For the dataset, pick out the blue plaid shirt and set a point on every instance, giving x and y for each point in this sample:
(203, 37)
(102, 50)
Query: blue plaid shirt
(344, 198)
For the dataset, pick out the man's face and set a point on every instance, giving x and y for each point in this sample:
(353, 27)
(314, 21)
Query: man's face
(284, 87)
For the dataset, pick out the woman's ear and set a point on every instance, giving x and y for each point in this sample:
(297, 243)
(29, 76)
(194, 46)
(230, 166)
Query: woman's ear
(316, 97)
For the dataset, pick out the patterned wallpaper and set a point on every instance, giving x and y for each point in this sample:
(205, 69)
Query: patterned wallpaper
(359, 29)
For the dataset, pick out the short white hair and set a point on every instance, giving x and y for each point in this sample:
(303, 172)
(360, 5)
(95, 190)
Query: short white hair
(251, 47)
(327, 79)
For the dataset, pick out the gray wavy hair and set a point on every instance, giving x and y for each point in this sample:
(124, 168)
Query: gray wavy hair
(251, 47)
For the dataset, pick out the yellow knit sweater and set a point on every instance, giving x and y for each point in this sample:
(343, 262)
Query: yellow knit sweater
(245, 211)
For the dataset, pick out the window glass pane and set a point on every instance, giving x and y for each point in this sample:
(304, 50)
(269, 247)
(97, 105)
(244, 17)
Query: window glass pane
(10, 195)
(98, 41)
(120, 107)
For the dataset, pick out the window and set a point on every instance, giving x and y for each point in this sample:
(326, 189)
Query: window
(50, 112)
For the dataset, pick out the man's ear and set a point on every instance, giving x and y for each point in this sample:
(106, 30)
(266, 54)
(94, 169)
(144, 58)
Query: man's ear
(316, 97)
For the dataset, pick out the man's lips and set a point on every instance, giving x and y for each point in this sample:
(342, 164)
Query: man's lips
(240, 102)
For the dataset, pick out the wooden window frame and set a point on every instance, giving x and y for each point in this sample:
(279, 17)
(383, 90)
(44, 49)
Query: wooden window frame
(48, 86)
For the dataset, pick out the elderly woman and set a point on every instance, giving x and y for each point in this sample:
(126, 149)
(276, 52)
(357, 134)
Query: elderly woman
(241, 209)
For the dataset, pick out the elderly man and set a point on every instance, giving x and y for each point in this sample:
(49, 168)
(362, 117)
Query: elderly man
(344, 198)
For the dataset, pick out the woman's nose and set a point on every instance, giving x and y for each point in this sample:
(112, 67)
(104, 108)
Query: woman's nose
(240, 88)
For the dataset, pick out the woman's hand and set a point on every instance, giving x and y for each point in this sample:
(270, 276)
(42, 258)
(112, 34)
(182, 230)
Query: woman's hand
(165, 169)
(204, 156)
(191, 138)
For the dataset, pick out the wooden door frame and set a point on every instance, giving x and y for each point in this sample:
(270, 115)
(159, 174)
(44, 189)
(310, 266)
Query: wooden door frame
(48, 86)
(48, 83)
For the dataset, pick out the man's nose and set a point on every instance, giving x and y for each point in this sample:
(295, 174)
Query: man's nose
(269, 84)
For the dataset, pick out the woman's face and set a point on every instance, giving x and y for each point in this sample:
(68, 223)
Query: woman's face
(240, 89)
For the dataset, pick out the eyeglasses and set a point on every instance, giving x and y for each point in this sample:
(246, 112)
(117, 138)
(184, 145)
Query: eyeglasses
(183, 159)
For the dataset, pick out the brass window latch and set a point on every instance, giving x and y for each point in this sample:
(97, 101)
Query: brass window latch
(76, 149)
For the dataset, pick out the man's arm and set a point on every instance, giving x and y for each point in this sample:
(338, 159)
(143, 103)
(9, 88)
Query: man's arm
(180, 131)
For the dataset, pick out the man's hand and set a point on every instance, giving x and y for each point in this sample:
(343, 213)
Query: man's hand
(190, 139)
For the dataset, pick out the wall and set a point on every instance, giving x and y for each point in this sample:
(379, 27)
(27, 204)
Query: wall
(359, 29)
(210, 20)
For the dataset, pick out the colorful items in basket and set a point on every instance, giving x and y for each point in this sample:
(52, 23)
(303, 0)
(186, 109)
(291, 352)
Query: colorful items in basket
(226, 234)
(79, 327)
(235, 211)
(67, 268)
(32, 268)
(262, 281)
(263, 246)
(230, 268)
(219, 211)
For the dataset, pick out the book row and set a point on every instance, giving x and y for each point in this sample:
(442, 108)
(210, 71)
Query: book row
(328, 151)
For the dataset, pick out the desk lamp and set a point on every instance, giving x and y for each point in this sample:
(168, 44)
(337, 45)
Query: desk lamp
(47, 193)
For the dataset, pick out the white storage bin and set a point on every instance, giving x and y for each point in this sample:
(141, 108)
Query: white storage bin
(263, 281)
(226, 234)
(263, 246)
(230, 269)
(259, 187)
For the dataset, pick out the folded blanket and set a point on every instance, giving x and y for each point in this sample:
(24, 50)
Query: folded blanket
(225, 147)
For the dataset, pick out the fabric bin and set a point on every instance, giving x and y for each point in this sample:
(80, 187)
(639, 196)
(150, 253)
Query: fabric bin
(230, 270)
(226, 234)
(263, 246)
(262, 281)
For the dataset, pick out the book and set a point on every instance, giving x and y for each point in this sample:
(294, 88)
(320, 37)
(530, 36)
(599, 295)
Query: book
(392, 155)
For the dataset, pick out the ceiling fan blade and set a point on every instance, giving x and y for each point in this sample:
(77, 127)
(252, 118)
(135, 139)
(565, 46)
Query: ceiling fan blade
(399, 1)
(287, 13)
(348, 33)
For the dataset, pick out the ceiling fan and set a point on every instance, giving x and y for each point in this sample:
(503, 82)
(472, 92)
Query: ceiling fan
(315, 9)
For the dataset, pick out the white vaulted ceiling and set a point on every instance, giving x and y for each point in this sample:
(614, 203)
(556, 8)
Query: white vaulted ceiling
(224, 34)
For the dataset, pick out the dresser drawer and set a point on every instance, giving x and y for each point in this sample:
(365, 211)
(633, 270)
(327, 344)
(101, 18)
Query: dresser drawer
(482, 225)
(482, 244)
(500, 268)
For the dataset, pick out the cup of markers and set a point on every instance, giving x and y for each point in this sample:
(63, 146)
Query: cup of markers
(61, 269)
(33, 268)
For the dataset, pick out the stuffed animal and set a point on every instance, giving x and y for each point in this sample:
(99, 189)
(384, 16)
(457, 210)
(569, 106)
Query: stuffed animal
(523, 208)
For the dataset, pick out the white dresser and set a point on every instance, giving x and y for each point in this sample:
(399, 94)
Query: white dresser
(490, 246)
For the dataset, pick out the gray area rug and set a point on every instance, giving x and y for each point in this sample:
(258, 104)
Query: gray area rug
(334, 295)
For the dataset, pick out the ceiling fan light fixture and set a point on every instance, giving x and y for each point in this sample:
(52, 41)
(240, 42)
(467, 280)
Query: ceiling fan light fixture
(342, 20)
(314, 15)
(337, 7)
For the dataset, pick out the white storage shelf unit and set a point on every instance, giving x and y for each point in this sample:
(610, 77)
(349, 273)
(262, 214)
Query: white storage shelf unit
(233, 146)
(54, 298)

[TASK TO CARRY OUT] Copy out the lines from the line containing "For the dataset, pick out the white dresser" to the end of the listing above, without alteration.

[TASK OUTPUT]
For the dataset, pick out the white dresser and set a point on every instance, giving x and y for each point in this sample:
(399, 94)
Query: white dresser
(490, 246)
For the dataset, pick out the gray area rug and set a point on every instance, giving x and y for each point in this sample:
(258, 104)
Query: gray area rug
(334, 295)
For the dataset, pick out the ceiling fan light fixture and set a point on every instance, giving x and y for each point in this sample:
(52, 41)
(240, 42)
(467, 280)
Query: ceiling fan light fixture
(342, 20)
(314, 15)
(337, 7)
For the dataset, pick out the white storage shelf unit and set a point on every instance, giving x and y for each point in this sample:
(610, 77)
(349, 273)
(262, 214)
Query: white storage shelf unit
(233, 146)
(54, 298)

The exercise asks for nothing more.